Exercise description:
Each entry should be returned exactly as written, with no pictures carried over.

--

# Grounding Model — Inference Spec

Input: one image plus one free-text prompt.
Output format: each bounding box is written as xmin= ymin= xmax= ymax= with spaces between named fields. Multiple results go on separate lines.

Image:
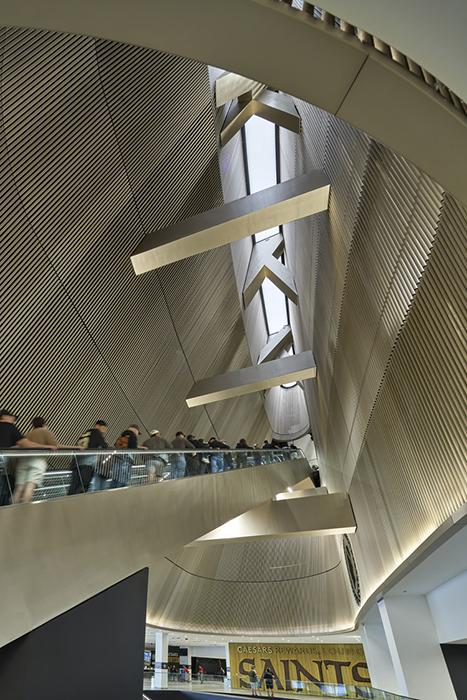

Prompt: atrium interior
xmin=0 ymin=2 xmax=465 ymax=700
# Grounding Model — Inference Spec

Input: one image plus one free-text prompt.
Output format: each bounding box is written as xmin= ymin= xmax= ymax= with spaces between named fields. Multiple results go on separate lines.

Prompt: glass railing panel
xmin=0 ymin=447 xmax=306 ymax=507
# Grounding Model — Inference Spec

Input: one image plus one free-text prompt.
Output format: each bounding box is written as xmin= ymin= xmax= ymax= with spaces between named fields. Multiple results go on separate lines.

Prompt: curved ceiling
xmin=148 ymin=536 xmax=356 ymax=634
xmin=1 ymin=0 xmax=466 ymax=205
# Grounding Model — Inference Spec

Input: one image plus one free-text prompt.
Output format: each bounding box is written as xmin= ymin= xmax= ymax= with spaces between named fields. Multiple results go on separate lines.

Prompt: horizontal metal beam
xmin=186 ymin=350 xmax=316 ymax=407
xmin=193 ymin=491 xmax=357 ymax=544
xmin=215 ymin=71 xmax=264 ymax=107
xmin=131 ymin=171 xmax=330 ymax=274
xmin=257 ymin=326 xmax=293 ymax=364
xmin=220 ymin=89 xmax=301 ymax=146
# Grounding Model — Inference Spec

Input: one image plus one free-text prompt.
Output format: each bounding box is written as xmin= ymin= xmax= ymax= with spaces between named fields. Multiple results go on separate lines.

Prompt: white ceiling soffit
xmin=313 ymin=0 xmax=467 ymax=102
xmin=1 ymin=0 xmax=465 ymax=205
xmin=131 ymin=172 xmax=329 ymax=273
xmin=185 ymin=350 xmax=317 ymax=407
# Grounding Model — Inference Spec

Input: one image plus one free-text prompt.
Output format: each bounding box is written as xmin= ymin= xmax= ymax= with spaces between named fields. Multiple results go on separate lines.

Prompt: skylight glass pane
xmin=244 ymin=116 xmax=276 ymax=192
xmin=262 ymin=278 xmax=288 ymax=334
xmin=244 ymin=115 xmax=279 ymax=242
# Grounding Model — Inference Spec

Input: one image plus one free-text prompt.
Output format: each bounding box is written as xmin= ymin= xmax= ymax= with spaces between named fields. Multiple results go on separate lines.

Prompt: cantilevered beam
xmin=215 ymin=71 xmax=264 ymax=107
xmin=192 ymin=492 xmax=357 ymax=545
xmin=186 ymin=351 xmax=316 ymax=407
xmin=220 ymin=89 xmax=301 ymax=146
xmin=131 ymin=171 xmax=330 ymax=274
xmin=243 ymin=235 xmax=298 ymax=308
xmin=257 ymin=326 xmax=293 ymax=364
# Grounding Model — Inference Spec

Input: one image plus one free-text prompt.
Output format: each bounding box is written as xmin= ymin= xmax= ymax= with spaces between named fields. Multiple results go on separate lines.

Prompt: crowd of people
xmin=0 ymin=409 xmax=298 ymax=505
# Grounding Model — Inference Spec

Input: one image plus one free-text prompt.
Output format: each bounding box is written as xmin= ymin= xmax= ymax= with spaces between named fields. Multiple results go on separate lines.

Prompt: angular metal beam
xmin=215 ymin=71 xmax=264 ymax=108
xmin=244 ymin=256 xmax=298 ymax=308
xmin=243 ymin=235 xmax=298 ymax=308
xmin=131 ymin=171 xmax=330 ymax=274
xmin=257 ymin=326 xmax=293 ymax=364
xmin=193 ymin=492 xmax=357 ymax=545
xmin=220 ymin=89 xmax=301 ymax=146
xmin=186 ymin=350 xmax=316 ymax=407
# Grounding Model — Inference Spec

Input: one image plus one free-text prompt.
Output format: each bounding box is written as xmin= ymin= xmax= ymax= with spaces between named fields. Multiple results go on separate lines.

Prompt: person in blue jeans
xmin=171 ymin=431 xmax=195 ymax=480
xmin=208 ymin=437 xmax=229 ymax=473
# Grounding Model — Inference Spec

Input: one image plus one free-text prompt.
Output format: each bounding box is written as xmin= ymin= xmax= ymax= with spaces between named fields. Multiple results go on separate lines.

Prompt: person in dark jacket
xmin=263 ymin=667 xmax=275 ymax=697
xmin=236 ymin=438 xmax=254 ymax=468
xmin=110 ymin=424 xmax=140 ymax=489
xmin=188 ymin=435 xmax=210 ymax=474
xmin=68 ymin=420 xmax=108 ymax=495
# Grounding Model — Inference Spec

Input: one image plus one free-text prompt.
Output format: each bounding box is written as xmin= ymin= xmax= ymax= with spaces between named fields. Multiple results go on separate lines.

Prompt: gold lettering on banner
xmin=229 ymin=642 xmax=371 ymax=690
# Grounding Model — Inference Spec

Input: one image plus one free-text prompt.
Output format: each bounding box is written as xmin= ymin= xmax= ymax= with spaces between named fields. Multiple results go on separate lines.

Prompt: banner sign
xmin=229 ymin=642 xmax=370 ymax=690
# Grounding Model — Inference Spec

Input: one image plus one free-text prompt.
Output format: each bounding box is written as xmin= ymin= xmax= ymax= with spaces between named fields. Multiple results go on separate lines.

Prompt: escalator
xmin=0 ymin=448 xmax=310 ymax=647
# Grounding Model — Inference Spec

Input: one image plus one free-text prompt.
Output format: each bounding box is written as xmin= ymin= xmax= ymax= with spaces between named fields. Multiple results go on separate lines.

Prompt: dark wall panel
xmin=441 ymin=644 xmax=467 ymax=700
xmin=0 ymin=569 xmax=148 ymax=700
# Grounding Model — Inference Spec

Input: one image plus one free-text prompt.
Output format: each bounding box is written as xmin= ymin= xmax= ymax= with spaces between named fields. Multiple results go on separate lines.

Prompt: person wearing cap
xmin=142 ymin=430 xmax=172 ymax=482
xmin=0 ymin=410 xmax=58 ymax=506
xmin=110 ymin=424 xmax=141 ymax=489
xmin=68 ymin=420 xmax=109 ymax=495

--

Expected answer:
# Grounding Model — Inference Spec

Input: one image plus one free-text prompt.
Output format: each bounding box is written as xmin= ymin= xmax= ymax= with spaces between named fields. Multiple results go on separate lines.

Image:

Prompt: atrium interior
xmin=0 ymin=2 xmax=465 ymax=700
# Grounding Model — Inference Spec

Input: one image plus one free-text prompt.
Output format: each bounding box is written as xmin= ymin= xmax= ymax= with spaces between named fields. Multiple results go on separate lines.

Prompt: glass railing panel
xmin=0 ymin=447 xmax=306 ymax=507
# Grounding Model — Inference Spec

Input: one image plus one free-text prompt.
Output format: each bounding box is written as xmin= ymin= xmax= ymax= with spaces between named fields. Multiple results go on separate lines.

Prompt: curved ceiling
xmin=148 ymin=536 xmax=356 ymax=634
xmin=1 ymin=0 xmax=466 ymax=205
# Grounding Model — Inference Spec

Input: one image plus one free-text prompt.
Output format: each bounding box is written as xmin= ymin= xmax= ymax= with spaces between named fields. Multiple results go on separate lines.

Prompt: horizontal metal beam
xmin=186 ymin=350 xmax=316 ymax=407
xmin=193 ymin=491 xmax=357 ymax=544
xmin=215 ymin=71 xmax=264 ymax=107
xmin=131 ymin=171 xmax=330 ymax=274
xmin=257 ymin=326 xmax=293 ymax=364
xmin=220 ymin=89 xmax=301 ymax=146
# Grounding Model — Inference Spec

Input: one image plus one free-text prompt.
Output format: each bounding box is written as xmin= ymin= xmax= ymax= with spaces between named fields. Multiple results go on separate lines.

Prompt: white ceiling soffit
xmin=313 ymin=0 xmax=467 ymax=102
xmin=1 ymin=0 xmax=465 ymax=205
xmin=131 ymin=172 xmax=329 ymax=273
xmin=185 ymin=350 xmax=317 ymax=407
# Grounding Model — Inference Spec

Input: one image plus one free-text prompt.
Output format: each bounding box is written as xmin= ymin= xmax= ymax= with spaces between named fields. Multiple results go on separate lines.

Prompt: skylight glass pane
xmin=244 ymin=116 xmax=276 ymax=192
xmin=262 ymin=278 xmax=288 ymax=334
xmin=244 ymin=115 xmax=279 ymax=242
# Grounding Model — Inference Spec

Input: one image plus one free-text prompt.
Output format: each bounding box is written as xmin= ymin= xmax= ymax= with spaces between named fields. Multiple results go on separate lines.

Prompt: cantilevered beam
xmin=215 ymin=71 xmax=264 ymax=107
xmin=192 ymin=492 xmax=357 ymax=545
xmin=186 ymin=351 xmax=316 ymax=407
xmin=220 ymin=89 xmax=301 ymax=146
xmin=131 ymin=171 xmax=330 ymax=274
xmin=243 ymin=235 xmax=298 ymax=308
xmin=257 ymin=326 xmax=293 ymax=364
# Grounding Model — Inference Spec

Input: one image plus one free-text prompt.
Output format: each bounding box is written as xmin= ymin= xmax= ymax= with spaces between named fields. Multiple results go on separate lines.

Prompt: crowd of people
xmin=0 ymin=409 xmax=298 ymax=505
# Grounding Model — Inference Spec

Input: one image plus one free-text prompt.
Output format: each bounding box is written as xmin= ymin= xmax= ymax= with spaces between named fields. Multiple results go on separate lines.

Prompt: angular metal beam
xmin=215 ymin=71 xmax=264 ymax=108
xmin=244 ymin=256 xmax=298 ymax=308
xmin=243 ymin=235 xmax=298 ymax=308
xmin=131 ymin=171 xmax=330 ymax=274
xmin=257 ymin=326 xmax=293 ymax=364
xmin=193 ymin=492 xmax=357 ymax=545
xmin=220 ymin=89 xmax=301 ymax=146
xmin=186 ymin=350 xmax=316 ymax=407
# Grounding Model — Inference Spec

Input: one image plus one free-text prompt.
Output format: each bounding box is written as xmin= ymin= xmax= ymax= with spaces between named fields. Multiple results go on separate lines.

Prompt: person in blue jeans
xmin=171 ymin=431 xmax=195 ymax=480
xmin=208 ymin=437 xmax=229 ymax=473
# Grounding Model — Inference Spec

Input: one image plus one free-text prompt.
Output format: each bounding box is written as xmin= ymin= xmax= ymax= with spaces between named fields. Multiple results go on separate lines.

Prompt: person in dark jacket
xmin=263 ymin=667 xmax=275 ymax=697
xmin=236 ymin=438 xmax=254 ymax=468
xmin=110 ymin=424 xmax=140 ymax=489
xmin=188 ymin=435 xmax=210 ymax=474
xmin=68 ymin=420 xmax=108 ymax=495
# Grounding Model — Inference Spec

Input: one image plus one free-text prompt.
Output format: each bounding box is written as xmin= ymin= xmax= ymax= with spaces between named fields. Multiple results go on separate lines.

Prompt: gold lettering on banner
xmin=229 ymin=642 xmax=371 ymax=690
# Grounding Model — Inference Spec

Input: one image plus one free-text prompt.
Output format: each bounding box is written as xmin= ymin= xmax= ymax= with spaces between named fields. Multiple results go on separate lines.

Prompt: banner sign
xmin=229 ymin=642 xmax=370 ymax=690
# Grounding Model — Inference Spec

Input: one image plus one free-text prompt.
Output format: each bounding box is written as xmin= ymin= xmax= ymax= with spaces between named fields. Multiple results go on separate lines.

Prompt: escalator
xmin=0 ymin=448 xmax=310 ymax=647
# Grounding Model — Inference Spec

Input: one image plus one free-text prompt.
Output format: each bounding box is written as xmin= ymin= xmax= ymax= with spaces between named fields. Multiple results go on separate lines.

Prompt: dark wall panel
xmin=441 ymin=644 xmax=467 ymax=700
xmin=0 ymin=569 xmax=148 ymax=700
# Grounding Model — Inference Spec

Input: one image plus one free-text prompt.
Output format: each bounding box is written as xmin= ymin= xmax= ymax= with spaces between named fields. Multiple results go on separate lines.

Prompt: person wearing cap
xmin=142 ymin=430 xmax=172 ymax=482
xmin=0 ymin=410 xmax=58 ymax=506
xmin=110 ymin=424 xmax=141 ymax=489
xmin=68 ymin=420 xmax=109 ymax=495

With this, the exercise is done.